» **SUPPLIED MATERIAL**:
** start **
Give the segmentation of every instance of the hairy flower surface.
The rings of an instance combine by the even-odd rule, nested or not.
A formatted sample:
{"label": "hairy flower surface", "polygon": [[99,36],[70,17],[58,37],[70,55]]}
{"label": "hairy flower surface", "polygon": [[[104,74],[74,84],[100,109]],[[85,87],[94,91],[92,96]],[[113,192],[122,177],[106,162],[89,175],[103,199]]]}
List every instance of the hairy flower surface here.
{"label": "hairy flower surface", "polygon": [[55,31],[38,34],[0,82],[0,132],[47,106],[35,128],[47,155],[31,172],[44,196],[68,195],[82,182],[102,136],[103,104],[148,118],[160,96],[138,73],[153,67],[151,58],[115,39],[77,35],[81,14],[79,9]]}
** end **
» **EXERCISE BRIEF**: Every line above needs to be retyped exactly.

» **OUTPUT FOR THIS EXERCISE**:
Give the segmentation of every instance of the hairy flower surface.
The rings of an instance combine by the even-odd rule, nested or not.
A formatted sample:
{"label": "hairy flower surface", "polygon": [[99,36],[70,17],[58,37],[70,55]]}
{"label": "hairy flower surface", "polygon": [[[104,74],[74,84],[100,109]],[[85,87],[94,91],[92,96]],[[113,192],[122,177],[106,162],[89,175],[103,199]]]}
List every instance of the hairy flower surface here.
{"label": "hairy flower surface", "polygon": [[55,31],[38,34],[0,82],[0,132],[47,106],[35,128],[47,155],[31,172],[44,196],[68,195],[82,182],[102,136],[103,104],[148,118],[160,96],[138,73],[153,67],[151,58],[115,39],[77,35],[81,14],[79,9]]}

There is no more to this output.